→ **WORK ORDER**:
From the records below, output exactly the lines running from the line containing "Whenever prompts are" through the line containing "box: [413, 60, 449, 77]", and no others.

→ **PROVIDED RECORDS**:

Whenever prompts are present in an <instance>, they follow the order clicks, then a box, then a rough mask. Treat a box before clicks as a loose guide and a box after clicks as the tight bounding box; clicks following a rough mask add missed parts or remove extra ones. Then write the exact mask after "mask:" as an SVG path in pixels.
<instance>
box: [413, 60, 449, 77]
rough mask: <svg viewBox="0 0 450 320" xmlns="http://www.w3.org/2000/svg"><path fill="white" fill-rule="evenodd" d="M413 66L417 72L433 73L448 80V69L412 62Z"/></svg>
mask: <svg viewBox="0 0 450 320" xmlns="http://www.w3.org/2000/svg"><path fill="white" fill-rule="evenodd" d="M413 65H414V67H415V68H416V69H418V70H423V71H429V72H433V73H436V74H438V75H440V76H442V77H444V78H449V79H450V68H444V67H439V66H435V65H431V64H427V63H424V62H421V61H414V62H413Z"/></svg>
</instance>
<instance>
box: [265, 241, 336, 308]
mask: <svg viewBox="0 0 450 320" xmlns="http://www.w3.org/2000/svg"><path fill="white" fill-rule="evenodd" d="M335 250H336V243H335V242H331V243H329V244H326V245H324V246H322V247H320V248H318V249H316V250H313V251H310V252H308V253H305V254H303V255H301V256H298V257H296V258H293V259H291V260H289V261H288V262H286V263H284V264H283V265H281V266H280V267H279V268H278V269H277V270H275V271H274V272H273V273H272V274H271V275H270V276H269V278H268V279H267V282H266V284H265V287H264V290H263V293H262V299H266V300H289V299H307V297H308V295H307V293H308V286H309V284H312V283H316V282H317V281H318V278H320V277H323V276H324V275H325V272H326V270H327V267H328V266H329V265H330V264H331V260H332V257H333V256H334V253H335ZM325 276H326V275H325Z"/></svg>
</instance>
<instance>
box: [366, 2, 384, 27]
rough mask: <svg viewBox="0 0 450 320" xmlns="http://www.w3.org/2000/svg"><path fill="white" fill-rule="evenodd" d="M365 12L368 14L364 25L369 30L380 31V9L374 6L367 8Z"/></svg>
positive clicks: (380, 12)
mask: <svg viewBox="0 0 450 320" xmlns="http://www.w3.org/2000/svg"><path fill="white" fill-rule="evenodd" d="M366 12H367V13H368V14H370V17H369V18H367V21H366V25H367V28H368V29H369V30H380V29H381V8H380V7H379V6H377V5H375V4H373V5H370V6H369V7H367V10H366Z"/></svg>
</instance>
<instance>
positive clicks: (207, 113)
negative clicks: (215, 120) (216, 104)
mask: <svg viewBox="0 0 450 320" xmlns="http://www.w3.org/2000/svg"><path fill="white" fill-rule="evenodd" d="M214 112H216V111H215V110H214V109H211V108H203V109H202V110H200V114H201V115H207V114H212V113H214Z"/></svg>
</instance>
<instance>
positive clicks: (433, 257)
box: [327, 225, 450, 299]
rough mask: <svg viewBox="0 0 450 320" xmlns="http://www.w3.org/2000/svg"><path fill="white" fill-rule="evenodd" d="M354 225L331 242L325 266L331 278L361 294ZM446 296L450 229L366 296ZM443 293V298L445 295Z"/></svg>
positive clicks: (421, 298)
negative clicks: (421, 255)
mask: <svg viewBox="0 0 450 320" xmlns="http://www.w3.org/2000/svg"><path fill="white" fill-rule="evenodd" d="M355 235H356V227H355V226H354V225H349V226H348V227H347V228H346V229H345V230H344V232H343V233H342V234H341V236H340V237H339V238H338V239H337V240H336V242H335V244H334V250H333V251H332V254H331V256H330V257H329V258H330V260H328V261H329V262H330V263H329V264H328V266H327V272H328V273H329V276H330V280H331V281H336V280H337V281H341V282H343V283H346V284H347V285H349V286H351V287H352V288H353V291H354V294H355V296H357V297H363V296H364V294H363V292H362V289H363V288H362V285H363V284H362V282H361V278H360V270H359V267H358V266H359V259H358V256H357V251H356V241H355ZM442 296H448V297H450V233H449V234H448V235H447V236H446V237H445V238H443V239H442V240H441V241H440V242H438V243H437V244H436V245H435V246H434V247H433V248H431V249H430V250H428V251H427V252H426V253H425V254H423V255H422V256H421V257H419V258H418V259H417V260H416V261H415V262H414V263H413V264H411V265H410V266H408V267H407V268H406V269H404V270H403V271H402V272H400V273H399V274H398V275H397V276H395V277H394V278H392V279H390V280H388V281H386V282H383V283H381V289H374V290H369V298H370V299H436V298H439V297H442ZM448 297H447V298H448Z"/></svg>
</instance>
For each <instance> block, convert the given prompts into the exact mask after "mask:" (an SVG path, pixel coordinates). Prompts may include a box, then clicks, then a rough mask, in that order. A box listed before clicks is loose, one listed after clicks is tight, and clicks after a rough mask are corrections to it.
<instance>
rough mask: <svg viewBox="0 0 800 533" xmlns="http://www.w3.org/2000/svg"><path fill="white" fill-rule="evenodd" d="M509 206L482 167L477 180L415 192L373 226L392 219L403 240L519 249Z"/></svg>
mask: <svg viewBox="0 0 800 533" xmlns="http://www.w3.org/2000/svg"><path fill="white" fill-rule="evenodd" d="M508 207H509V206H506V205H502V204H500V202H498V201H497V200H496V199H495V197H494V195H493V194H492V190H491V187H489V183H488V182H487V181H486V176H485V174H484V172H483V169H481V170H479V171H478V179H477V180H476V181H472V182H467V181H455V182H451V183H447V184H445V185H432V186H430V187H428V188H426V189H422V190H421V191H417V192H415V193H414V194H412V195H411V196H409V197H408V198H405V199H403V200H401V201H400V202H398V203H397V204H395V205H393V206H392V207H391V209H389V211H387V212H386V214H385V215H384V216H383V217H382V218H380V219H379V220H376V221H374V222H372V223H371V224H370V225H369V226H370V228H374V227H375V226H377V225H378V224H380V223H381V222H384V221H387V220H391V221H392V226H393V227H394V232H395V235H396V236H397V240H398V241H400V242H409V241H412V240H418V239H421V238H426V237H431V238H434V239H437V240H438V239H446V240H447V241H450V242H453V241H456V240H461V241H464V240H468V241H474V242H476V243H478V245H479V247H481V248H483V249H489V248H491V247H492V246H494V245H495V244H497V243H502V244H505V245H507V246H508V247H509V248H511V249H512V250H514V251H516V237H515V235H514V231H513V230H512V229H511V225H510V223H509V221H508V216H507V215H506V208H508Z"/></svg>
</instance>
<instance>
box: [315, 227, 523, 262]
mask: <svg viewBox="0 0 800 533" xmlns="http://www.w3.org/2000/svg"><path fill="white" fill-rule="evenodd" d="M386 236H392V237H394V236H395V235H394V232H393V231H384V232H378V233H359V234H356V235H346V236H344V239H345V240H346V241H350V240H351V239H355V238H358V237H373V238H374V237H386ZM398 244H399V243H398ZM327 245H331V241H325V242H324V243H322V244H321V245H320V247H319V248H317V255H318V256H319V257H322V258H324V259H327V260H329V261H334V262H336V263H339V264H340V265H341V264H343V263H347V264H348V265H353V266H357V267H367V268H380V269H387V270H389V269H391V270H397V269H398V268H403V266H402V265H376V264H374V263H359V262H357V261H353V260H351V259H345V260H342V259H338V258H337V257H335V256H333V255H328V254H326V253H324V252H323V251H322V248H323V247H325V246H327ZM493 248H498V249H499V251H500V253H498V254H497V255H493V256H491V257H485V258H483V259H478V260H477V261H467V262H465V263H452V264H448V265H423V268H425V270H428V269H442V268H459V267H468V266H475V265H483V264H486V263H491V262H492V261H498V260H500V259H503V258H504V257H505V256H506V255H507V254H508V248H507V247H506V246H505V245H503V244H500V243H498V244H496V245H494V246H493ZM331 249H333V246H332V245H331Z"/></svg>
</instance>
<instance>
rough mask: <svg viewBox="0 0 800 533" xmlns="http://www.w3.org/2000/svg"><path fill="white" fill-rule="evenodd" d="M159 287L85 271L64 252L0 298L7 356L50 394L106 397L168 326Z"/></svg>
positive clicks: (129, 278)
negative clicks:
...
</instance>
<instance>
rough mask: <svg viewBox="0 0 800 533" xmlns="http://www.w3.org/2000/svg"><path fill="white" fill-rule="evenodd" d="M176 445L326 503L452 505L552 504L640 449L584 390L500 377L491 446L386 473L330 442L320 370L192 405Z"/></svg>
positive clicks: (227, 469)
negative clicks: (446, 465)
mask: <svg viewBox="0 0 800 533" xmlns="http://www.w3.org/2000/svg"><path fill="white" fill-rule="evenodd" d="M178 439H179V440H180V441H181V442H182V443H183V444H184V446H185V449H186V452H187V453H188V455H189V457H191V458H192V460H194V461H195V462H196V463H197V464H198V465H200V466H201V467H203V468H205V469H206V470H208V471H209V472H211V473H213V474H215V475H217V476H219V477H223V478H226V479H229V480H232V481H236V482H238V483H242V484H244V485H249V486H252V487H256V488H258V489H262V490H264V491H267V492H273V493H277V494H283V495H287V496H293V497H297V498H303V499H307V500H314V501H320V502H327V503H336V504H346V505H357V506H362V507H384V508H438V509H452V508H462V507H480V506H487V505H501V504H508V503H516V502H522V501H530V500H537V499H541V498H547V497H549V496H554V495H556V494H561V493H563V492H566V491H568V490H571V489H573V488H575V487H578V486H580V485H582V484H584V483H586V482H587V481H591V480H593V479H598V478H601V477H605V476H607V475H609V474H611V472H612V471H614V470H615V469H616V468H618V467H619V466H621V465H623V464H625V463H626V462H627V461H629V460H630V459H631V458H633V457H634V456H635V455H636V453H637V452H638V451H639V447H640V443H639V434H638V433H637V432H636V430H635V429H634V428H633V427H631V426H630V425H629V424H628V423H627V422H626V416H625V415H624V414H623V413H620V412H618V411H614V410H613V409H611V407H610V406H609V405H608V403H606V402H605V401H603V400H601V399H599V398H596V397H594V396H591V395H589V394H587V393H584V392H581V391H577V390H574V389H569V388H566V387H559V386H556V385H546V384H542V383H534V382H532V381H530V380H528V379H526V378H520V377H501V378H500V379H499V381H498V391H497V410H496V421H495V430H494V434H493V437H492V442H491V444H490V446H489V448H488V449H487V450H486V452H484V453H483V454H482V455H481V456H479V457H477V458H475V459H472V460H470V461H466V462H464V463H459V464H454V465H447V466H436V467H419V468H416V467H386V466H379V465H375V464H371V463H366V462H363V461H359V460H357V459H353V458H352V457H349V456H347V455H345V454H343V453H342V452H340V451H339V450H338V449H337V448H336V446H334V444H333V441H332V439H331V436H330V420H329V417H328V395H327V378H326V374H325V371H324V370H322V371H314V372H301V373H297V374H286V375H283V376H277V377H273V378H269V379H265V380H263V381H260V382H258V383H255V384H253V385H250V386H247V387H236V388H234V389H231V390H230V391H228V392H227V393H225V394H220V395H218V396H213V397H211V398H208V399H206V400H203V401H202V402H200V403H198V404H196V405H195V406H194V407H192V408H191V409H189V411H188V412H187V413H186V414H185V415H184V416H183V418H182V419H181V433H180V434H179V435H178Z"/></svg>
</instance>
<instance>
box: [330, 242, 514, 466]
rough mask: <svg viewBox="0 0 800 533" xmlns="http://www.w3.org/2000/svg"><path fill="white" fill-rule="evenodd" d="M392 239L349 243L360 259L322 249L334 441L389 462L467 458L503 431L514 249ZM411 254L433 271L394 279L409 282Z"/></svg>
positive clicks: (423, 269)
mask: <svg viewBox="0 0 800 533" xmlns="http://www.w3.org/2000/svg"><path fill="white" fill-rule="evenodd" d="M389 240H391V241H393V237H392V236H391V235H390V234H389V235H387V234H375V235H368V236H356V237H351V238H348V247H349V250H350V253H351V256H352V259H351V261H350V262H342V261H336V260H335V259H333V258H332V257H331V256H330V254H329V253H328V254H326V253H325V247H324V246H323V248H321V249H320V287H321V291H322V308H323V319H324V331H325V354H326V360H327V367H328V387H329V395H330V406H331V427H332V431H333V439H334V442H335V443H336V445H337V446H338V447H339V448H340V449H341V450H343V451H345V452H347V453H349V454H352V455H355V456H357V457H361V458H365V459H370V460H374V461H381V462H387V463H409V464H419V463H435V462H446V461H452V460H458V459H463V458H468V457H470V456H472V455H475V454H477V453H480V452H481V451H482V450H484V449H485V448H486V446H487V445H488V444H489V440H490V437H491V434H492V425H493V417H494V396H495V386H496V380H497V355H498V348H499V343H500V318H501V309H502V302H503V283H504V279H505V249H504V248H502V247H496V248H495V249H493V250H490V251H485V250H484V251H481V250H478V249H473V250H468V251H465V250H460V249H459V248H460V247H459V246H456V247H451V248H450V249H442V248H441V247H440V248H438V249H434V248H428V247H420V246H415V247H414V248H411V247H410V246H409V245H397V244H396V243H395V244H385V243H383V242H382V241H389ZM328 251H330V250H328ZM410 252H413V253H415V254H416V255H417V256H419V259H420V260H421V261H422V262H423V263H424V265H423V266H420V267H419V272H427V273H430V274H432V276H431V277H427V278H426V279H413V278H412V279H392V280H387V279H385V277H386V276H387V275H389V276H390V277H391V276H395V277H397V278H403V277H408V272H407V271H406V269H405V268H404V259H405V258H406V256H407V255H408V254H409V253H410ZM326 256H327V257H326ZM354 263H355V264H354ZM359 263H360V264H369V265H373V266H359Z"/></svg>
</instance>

→ **EXERCISE RESULT**:
Whenever prompts are present in an <instance>, they follow the order clicks, then a box, then a rough mask. Treat a box before clicks as a loose guide and a box after clicks as the tight bounding box; clicks following a rough mask add missed parts or remove extra ones. Then write the exact mask after "mask:" as an SVG path in pixels.
<instance>
box: [413, 60, 449, 77]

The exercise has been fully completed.